Your assignment. Write out exactly the lines below that run from the one containing "Where can the snowy" through the one containing "Where can the wooden hut", both included, with no other lines.

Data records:
■ ■ ■
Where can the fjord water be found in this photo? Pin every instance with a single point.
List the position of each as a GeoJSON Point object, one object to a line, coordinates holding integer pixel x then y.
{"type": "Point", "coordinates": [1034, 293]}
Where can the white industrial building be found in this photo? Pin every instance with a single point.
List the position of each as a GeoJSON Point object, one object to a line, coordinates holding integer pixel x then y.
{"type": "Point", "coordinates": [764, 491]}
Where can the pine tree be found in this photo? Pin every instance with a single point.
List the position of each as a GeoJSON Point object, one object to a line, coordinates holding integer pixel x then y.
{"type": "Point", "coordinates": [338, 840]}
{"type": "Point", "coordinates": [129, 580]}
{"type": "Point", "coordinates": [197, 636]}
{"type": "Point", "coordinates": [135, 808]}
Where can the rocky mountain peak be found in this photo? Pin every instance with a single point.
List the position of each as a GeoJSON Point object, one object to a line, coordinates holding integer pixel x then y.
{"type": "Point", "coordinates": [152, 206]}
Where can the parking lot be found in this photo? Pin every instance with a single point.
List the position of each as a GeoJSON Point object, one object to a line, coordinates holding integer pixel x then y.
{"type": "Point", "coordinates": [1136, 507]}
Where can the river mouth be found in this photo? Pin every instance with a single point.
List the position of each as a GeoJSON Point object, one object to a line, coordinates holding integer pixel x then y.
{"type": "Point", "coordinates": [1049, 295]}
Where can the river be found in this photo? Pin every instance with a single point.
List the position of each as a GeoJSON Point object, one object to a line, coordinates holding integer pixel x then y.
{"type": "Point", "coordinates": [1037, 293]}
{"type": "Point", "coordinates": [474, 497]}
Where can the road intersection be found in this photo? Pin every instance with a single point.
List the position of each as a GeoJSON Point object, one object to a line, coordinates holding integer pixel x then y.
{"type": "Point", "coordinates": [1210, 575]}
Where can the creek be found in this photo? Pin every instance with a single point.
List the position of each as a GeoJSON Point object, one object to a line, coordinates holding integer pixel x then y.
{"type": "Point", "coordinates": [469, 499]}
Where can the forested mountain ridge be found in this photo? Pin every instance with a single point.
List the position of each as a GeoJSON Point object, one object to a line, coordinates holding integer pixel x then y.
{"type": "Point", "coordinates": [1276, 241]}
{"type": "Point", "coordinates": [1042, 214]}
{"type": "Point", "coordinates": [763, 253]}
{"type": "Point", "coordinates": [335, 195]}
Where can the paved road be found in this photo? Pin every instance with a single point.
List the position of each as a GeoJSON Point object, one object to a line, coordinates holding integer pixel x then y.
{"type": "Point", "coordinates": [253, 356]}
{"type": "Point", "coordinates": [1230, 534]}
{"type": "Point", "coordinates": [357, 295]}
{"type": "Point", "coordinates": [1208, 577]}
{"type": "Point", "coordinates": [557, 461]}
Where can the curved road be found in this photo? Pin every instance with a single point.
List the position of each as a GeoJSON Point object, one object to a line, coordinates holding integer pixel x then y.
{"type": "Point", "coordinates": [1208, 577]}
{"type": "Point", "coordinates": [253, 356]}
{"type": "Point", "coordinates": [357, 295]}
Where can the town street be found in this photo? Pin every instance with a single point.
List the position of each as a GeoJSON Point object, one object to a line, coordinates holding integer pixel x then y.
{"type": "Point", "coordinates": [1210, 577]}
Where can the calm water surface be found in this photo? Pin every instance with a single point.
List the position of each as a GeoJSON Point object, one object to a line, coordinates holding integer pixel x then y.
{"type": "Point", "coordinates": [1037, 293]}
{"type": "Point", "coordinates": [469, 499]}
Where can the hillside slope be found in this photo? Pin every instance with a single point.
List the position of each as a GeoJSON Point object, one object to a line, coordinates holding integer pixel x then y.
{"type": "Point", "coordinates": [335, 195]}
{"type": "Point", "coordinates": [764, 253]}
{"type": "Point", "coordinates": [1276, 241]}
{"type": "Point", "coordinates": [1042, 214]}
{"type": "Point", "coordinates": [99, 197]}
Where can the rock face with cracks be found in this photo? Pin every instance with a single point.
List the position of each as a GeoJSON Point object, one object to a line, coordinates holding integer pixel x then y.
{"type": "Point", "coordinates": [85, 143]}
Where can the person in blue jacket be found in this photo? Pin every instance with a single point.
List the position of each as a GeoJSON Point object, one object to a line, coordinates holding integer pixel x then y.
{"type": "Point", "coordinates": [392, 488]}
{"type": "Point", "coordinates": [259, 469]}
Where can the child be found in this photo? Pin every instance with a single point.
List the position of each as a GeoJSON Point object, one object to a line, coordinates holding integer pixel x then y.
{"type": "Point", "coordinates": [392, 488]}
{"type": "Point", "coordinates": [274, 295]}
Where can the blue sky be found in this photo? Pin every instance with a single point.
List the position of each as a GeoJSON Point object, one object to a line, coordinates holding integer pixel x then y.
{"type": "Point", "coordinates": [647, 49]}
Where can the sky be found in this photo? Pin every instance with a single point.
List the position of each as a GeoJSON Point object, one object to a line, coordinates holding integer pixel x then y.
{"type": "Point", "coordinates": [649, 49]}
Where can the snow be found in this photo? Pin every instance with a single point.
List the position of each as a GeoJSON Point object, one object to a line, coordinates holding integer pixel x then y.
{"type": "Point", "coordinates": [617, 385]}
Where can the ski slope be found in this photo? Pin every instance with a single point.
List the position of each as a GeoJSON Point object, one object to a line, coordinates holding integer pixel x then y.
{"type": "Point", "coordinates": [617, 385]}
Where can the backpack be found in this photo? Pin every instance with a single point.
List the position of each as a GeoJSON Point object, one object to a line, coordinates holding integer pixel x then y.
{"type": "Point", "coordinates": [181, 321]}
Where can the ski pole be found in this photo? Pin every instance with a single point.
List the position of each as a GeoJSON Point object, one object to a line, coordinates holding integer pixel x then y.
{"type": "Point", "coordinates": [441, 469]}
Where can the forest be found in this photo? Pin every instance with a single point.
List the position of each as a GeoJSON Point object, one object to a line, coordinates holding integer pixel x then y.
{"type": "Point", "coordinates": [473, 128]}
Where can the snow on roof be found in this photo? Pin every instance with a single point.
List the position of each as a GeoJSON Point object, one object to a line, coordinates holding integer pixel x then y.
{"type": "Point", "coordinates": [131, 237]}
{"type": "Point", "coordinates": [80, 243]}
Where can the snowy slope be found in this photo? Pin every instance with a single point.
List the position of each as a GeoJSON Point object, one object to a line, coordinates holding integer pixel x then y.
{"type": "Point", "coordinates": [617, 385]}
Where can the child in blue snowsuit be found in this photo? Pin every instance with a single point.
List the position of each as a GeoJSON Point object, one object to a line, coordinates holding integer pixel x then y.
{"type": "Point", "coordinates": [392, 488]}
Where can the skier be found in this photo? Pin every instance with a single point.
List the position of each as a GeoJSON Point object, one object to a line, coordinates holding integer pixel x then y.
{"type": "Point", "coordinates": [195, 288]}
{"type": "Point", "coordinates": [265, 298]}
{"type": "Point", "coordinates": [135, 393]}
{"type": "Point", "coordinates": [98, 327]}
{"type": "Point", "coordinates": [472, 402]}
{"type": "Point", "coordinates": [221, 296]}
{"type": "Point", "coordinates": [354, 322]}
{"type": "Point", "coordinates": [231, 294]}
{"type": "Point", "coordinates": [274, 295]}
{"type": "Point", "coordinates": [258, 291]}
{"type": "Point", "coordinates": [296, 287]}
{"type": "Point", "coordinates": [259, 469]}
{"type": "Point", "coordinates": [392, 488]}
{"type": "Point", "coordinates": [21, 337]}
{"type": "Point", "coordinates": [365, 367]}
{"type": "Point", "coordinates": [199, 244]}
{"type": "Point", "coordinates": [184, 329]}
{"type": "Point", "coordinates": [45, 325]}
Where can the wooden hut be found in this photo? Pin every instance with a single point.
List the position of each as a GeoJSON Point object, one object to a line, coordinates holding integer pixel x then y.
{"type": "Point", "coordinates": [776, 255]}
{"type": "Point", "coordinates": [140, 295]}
■ ■ ■
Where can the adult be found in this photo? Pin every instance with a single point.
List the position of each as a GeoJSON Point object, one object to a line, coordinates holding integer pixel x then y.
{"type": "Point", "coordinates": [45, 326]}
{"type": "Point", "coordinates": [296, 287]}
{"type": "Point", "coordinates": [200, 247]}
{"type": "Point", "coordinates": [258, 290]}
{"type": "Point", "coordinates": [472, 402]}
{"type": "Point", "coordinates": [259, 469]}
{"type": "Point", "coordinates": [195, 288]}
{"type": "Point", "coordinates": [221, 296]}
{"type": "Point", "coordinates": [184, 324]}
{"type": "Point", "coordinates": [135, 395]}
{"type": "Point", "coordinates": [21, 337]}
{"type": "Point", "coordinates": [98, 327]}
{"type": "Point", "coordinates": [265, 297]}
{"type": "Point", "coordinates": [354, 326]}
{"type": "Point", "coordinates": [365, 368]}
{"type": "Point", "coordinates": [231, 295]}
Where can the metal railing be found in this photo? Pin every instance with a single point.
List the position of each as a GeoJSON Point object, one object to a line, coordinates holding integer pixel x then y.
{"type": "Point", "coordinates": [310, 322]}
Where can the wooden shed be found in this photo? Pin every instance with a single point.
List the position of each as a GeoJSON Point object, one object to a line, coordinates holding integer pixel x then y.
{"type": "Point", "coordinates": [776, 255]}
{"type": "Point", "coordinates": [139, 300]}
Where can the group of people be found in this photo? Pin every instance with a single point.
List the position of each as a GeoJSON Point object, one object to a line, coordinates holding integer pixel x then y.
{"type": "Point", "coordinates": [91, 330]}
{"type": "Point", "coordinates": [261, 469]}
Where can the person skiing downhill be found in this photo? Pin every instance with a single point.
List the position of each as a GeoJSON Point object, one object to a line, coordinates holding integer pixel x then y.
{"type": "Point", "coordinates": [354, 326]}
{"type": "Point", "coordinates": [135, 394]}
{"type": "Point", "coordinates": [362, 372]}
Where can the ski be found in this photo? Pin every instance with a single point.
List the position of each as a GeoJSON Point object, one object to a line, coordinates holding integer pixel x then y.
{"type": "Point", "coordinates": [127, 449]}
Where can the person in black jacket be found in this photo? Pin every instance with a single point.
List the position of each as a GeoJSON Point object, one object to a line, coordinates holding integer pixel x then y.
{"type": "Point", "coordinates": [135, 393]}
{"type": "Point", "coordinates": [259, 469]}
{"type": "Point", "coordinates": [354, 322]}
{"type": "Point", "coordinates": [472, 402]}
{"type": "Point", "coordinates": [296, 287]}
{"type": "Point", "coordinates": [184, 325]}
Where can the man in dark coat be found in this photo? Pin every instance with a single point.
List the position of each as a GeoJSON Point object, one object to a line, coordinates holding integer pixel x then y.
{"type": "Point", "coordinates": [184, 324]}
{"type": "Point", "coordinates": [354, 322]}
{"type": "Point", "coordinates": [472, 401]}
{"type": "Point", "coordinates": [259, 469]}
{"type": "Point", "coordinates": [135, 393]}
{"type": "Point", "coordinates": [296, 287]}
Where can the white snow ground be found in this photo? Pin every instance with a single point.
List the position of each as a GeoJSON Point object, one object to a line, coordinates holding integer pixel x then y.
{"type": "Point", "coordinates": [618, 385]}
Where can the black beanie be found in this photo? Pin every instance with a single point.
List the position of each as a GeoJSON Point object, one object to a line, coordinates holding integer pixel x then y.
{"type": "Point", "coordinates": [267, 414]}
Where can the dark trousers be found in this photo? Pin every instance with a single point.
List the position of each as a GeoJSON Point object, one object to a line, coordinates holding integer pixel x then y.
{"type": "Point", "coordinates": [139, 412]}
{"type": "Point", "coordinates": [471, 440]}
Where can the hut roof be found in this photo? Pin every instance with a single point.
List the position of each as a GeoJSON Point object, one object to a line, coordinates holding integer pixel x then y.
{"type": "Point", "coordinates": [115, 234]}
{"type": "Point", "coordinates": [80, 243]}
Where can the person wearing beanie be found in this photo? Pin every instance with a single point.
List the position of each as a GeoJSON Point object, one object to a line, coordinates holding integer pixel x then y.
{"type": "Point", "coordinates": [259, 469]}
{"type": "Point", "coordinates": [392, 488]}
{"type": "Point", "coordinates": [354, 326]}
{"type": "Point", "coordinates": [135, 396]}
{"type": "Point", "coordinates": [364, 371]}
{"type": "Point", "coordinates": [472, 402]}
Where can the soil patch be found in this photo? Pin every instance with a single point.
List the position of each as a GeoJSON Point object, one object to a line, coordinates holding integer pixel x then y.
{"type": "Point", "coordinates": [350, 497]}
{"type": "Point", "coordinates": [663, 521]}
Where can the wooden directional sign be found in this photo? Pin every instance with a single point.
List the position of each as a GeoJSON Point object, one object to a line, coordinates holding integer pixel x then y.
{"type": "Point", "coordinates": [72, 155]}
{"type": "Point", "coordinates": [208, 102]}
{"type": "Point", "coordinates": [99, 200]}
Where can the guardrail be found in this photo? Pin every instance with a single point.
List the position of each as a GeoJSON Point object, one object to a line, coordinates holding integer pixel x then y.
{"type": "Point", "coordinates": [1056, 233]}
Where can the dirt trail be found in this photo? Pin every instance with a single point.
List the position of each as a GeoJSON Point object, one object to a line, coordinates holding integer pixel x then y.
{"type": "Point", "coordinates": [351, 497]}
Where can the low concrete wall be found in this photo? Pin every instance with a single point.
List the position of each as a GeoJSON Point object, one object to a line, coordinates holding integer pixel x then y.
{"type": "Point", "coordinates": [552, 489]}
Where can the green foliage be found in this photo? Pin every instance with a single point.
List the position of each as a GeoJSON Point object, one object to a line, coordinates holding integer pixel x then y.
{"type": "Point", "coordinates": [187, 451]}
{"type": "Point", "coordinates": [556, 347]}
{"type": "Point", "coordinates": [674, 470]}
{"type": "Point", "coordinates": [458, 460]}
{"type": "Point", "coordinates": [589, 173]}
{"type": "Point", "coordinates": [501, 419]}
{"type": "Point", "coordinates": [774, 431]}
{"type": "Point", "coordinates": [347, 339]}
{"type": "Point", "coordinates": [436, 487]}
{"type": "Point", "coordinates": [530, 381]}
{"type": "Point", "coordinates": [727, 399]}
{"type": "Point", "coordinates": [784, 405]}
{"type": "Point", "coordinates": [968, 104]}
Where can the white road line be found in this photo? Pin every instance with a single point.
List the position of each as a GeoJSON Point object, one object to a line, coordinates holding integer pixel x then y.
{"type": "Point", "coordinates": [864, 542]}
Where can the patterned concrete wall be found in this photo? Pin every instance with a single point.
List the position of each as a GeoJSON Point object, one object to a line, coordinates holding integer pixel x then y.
■ ■ ■
Response below.
Where can the snowy slope be found in this photo? Pin every instance with a single point.
List the position of each as a GeoJSON Point object, one object to a line, coordinates holding integer pixel x then y.
{"type": "Point", "coordinates": [617, 385]}
Where can the child in blue snowsuit be found in this photo? Pin every instance with a single point.
List the position of each as a GeoJSON Point object, one object to a line, coordinates holding integer pixel x then y.
{"type": "Point", "coordinates": [392, 488]}
Where can the skier be found in this photo? Pin every instance with a single point.
List the position of each as a GeoJSON Point object, one object to a line, coordinates holding integer pixel x then y.
{"type": "Point", "coordinates": [195, 288]}
{"type": "Point", "coordinates": [265, 298]}
{"type": "Point", "coordinates": [135, 393]}
{"type": "Point", "coordinates": [98, 327]}
{"type": "Point", "coordinates": [472, 402]}
{"type": "Point", "coordinates": [221, 296]}
{"type": "Point", "coordinates": [354, 322]}
{"type": "Point", "coordinates": [231, 294]}
{"type": "Point", "coordinates": [274, 295]}
{"type": "Point", "coordinates": [258, 291]}
{"type": "Point", "coordinates": [296, 287]}
{"type": "Point", "coordinates": [259, 469]}
{"type": "Point", "coordinates": [392, 488]}
{"type": "Point", "coordinates": [21, 337]}
{"type": "Point", "coordinates": [365, 367]}
{"type": "Point", "coordinates": [199, 244]}
{"type": "Point", "coordinates": [184, 329]}
{"type": "Point", "coordinates": [45, 325]}
Where can the wooden hut be found in this photo? Pin every instance with a single point.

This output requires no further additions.